* [What the task asks]: The answer must be a bare number: the count of lines below that contain "antenna".

* [Data for review]:
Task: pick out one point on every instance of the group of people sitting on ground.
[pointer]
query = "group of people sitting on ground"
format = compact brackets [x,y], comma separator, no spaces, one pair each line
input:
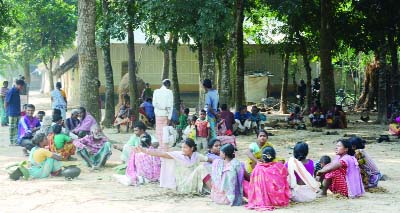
[49,139]
[264,180]
[335,118]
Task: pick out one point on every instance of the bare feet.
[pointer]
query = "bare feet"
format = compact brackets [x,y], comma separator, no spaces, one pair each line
[321,193]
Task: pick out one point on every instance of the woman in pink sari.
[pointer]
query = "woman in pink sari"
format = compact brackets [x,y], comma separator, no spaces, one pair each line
[268,186]
[141,167]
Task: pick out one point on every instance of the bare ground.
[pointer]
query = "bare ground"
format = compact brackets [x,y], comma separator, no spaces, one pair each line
[96,191]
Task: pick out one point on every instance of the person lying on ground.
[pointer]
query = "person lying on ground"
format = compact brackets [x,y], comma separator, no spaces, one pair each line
[94,148]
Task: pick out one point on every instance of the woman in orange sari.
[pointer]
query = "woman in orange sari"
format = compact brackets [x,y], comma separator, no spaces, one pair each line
[268,186]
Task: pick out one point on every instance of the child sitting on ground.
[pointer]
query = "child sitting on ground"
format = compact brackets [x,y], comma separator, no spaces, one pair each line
[63,143]
[190,130]
[369,171]
[203,130]
[40,116]
[295,119]
[183,122]
[325,160]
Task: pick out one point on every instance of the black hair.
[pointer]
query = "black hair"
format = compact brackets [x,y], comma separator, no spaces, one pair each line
[297,109]
[140,125]
[346,143]
[228,150]
[224,106]
[186,110]
[56,118]
[31,106]
[57,129]
[145,141]
[269,154]
[167,82]
[190,143]
[262,131]
[82,109]
[325,159]
[207,83]
[300,151]
[56,112]
[194,118]
[39,137]
[358,142]
[126,97]
[211,143]
[20,82]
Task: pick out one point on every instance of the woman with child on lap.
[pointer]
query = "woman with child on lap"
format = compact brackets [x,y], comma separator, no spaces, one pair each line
[342,176]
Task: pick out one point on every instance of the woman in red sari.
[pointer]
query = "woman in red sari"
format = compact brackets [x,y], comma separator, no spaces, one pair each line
[268,186]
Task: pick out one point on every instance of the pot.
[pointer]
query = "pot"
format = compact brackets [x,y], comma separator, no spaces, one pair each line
[71,172]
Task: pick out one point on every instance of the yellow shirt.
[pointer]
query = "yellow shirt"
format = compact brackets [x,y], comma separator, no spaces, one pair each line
[41,154]
[63,94]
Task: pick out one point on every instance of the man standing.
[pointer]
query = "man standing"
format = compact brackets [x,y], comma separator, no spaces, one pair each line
[147,92]
[163,102]
[59,100]
[3,114]
[13,107]
[27,126]
[211,107]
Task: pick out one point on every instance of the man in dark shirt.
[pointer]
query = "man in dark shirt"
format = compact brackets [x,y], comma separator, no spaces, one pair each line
[227,116]
[13,107]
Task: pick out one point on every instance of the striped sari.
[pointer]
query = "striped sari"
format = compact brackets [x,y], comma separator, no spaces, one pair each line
[269,187]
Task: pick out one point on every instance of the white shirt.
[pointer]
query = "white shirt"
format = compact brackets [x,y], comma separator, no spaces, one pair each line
[163,102]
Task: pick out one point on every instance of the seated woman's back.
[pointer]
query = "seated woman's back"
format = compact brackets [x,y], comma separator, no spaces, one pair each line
[268,186]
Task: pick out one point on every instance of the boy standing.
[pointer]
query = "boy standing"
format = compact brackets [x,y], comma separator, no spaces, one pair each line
[203,130]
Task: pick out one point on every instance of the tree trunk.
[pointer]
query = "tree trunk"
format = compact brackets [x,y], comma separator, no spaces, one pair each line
[225,91]
[88,67]
[394,74]
[327,91]
[164,47]
[219,62]
[240,96]
[307,67]
[51,76]
[382,87]
[370,86]
[208,69]
[285,80]
[200,55]
[108,71]
[175,81]
[27,75]
[133,89]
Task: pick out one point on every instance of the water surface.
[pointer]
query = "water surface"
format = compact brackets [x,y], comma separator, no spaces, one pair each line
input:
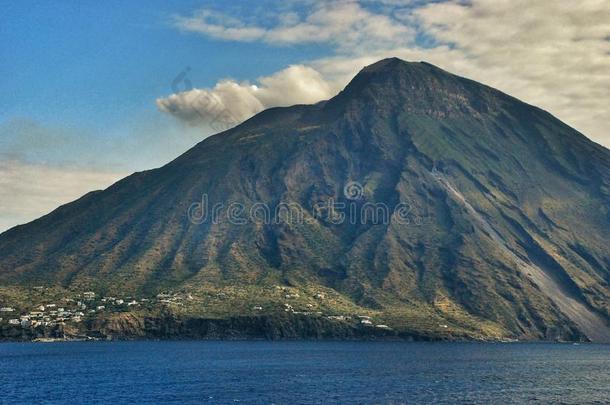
[303,372]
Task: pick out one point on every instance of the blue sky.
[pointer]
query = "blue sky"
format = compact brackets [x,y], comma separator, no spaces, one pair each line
[87,86]
[99,65]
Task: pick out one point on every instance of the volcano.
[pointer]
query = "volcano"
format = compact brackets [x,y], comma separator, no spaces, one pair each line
[413,191]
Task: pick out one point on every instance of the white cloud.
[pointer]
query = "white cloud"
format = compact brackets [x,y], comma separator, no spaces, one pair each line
[551,53]
[29,191]
[229,102]
[345,24]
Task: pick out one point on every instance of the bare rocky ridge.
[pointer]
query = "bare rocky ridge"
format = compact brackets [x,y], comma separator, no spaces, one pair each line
[502,230]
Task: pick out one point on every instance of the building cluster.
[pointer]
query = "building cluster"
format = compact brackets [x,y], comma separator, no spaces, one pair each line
[77,309]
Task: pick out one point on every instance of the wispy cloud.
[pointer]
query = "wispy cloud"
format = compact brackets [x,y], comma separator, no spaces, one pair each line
[230,102]
[344,24]
[31,190]
[551,53]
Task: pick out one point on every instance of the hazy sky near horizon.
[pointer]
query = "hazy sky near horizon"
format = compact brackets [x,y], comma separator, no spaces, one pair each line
[93,91]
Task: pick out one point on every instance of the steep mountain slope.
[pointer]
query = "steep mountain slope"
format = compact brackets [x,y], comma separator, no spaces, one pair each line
[496,211]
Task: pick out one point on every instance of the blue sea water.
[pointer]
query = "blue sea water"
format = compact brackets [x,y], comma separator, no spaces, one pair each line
[303,372]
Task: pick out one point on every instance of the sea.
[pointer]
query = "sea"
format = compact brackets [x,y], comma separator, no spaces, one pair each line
[261,372]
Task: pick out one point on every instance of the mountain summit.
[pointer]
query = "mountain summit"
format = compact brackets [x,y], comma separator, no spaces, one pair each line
[428,197]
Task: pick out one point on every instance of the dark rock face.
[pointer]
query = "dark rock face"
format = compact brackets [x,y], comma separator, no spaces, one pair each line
[493,205]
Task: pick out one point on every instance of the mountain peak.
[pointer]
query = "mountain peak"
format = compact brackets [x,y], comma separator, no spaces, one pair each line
[394,85]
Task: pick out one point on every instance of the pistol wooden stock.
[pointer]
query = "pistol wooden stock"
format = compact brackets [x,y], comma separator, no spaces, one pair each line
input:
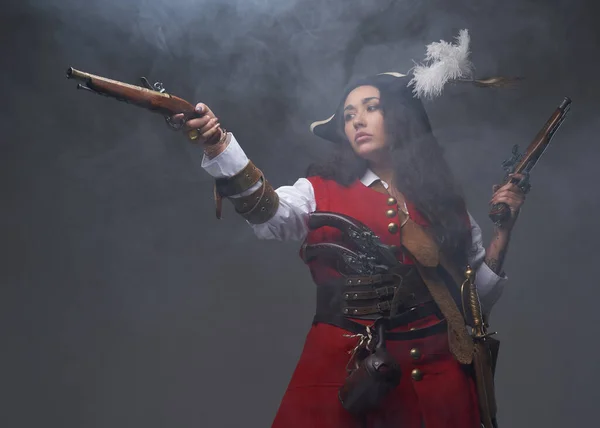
[150,97]
[524,163]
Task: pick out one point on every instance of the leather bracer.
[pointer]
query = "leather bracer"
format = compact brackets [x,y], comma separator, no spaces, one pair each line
[257,207]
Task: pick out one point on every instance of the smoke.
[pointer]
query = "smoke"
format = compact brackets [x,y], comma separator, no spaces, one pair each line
[131,296]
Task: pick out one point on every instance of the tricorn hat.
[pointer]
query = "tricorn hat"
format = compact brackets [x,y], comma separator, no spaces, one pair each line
[446,62]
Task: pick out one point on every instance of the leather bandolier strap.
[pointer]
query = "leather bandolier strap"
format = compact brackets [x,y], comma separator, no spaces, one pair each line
[401,298]
[257,207]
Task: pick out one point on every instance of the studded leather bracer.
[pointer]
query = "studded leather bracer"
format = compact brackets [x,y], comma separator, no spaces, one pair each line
[257,207]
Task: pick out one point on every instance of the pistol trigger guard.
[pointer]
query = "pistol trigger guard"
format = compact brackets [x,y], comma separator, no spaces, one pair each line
[174,126]
[158,86]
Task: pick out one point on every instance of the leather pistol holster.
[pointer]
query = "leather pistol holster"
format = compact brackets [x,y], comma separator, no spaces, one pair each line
[372,377]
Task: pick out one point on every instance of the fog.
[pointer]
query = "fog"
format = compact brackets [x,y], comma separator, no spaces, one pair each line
[125,302]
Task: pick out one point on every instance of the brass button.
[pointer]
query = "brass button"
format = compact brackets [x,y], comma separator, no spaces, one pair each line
[416,374]
[415,353]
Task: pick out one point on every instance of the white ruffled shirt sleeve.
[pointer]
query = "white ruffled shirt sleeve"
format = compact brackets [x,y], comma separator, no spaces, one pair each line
[295,202]
[298,200]
[489,285]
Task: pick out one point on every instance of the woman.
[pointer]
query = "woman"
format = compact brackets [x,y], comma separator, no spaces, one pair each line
[388,172]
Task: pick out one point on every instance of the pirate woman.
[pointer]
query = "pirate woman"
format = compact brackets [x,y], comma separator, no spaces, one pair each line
[388,190]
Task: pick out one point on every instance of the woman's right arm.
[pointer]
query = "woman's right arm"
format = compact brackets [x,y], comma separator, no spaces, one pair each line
[288,221]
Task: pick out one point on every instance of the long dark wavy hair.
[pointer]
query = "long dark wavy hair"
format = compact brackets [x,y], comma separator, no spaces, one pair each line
[420,171]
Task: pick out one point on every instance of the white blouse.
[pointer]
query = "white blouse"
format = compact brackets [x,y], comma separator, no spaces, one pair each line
[298,200]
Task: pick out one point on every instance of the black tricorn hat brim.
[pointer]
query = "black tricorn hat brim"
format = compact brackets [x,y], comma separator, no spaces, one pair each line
[330,129]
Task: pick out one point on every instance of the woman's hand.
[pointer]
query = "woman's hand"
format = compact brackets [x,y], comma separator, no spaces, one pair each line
[205,128]
[513,196]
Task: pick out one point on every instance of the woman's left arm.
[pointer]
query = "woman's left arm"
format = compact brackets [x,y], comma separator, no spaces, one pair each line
[512,195]
[488,262]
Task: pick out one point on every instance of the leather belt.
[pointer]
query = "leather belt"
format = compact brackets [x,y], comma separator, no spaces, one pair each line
[404,318]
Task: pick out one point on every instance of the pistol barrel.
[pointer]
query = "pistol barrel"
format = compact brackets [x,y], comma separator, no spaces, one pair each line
[77,74]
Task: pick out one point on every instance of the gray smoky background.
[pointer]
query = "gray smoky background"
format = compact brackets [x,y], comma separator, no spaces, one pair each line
[125,302]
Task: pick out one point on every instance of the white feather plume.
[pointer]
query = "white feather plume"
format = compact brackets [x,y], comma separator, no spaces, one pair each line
[445,62]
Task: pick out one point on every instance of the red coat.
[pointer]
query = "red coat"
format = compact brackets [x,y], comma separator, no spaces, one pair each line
[435,390]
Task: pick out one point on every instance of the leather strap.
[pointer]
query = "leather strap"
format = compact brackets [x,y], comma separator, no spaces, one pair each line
[240,182]
[375,293]
[359,280]
[265,207]
[461,344]
[404,318]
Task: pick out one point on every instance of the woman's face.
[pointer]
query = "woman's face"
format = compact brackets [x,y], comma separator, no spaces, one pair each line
[363,124]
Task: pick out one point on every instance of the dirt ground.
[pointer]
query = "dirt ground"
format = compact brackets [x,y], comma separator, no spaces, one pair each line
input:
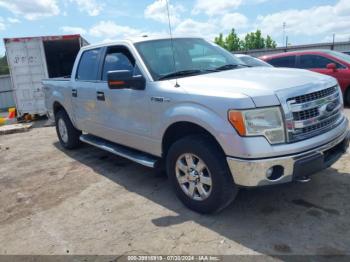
[88,201]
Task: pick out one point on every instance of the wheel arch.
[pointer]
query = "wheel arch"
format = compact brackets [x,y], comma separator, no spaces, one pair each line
[182,129]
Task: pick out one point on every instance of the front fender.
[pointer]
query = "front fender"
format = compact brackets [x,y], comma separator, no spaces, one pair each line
[215,123]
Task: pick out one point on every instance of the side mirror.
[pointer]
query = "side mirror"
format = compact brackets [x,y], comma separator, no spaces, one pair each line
[124,79]
[332,66]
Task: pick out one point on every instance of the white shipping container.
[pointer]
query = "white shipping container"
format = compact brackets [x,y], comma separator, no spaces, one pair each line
[33,59]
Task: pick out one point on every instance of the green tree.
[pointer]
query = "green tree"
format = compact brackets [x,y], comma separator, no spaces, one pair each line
[220,40]
[253,40]
[4,69]
[270,43]
[232,41]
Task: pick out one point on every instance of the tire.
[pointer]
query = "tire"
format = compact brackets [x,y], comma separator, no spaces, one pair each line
[66,132]
[202,149]
[347,97]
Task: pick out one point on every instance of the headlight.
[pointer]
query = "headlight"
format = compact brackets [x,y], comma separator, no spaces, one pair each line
[267,122]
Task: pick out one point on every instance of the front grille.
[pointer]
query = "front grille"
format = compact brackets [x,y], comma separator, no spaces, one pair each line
[313,96]
[306,114]
[313,113]
[320,125]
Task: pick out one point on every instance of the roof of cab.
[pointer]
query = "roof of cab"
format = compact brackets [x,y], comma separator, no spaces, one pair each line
[134,40]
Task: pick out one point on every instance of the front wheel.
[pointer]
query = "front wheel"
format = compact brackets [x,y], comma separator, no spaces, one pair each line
[347,97]
[199,173]
[66,132]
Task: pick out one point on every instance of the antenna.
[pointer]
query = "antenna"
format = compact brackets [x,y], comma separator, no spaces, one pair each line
[171,39]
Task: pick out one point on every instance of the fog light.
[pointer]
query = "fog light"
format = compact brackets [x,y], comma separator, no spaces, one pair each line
[274,173]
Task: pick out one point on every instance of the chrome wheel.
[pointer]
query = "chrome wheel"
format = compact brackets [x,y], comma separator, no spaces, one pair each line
[62,128]
[193,176]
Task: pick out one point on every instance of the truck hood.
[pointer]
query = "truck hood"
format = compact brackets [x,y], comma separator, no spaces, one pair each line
[261,84]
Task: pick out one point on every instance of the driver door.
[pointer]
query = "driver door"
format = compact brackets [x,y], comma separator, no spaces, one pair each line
[123,115]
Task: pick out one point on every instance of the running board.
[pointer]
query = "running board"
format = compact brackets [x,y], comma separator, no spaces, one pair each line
[119,150]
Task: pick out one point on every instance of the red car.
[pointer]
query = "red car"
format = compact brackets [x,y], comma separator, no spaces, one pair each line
[327,62]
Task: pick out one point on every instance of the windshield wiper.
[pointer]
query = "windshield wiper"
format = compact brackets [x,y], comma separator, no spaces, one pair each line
[229,66]
[181,73]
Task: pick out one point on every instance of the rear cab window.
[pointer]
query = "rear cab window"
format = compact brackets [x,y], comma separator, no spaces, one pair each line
[119,58]
[284,61]
[88,65]
[316,61]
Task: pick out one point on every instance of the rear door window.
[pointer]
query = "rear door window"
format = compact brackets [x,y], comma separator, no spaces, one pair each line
[315,61]
[88,65]
[119,58]
[284,61]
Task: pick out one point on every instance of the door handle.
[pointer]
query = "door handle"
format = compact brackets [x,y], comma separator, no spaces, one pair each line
[101,96]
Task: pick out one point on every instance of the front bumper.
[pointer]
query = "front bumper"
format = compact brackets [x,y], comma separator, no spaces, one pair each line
[252,173]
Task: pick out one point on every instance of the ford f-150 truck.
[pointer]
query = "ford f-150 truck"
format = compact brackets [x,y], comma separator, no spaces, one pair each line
[212,123]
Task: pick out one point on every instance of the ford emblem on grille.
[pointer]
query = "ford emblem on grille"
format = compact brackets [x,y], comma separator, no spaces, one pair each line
[331,106]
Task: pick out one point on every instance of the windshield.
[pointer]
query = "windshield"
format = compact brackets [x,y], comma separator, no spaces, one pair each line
[192,56]
[254,62]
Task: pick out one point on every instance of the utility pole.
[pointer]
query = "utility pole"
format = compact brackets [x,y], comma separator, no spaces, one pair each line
[284,32]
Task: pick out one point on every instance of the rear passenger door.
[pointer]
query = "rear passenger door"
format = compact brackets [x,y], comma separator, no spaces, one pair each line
[83,93]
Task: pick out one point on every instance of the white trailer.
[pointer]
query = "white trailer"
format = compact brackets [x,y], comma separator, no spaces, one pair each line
[32,59]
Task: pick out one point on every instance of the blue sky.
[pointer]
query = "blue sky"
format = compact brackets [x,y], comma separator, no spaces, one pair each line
[106,20]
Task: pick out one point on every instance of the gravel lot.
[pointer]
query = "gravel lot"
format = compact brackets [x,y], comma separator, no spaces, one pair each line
[91,202]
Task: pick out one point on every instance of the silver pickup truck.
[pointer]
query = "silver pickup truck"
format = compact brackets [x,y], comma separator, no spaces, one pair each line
[191,108]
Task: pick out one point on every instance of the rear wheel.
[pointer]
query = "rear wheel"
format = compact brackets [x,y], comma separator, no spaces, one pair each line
[66,132]
[199,173]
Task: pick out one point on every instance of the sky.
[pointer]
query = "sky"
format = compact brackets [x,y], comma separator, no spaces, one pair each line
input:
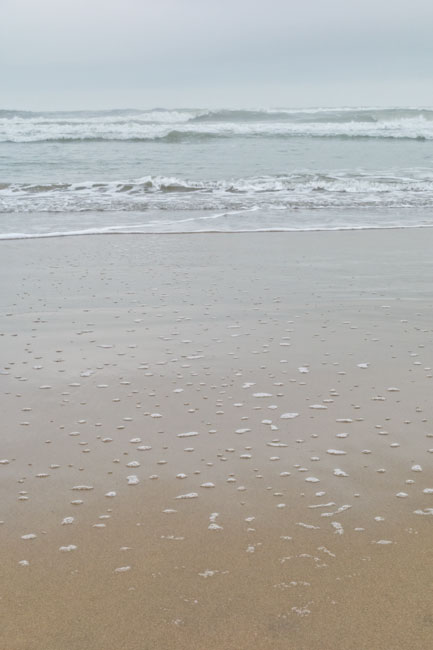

* [Answer box]: 2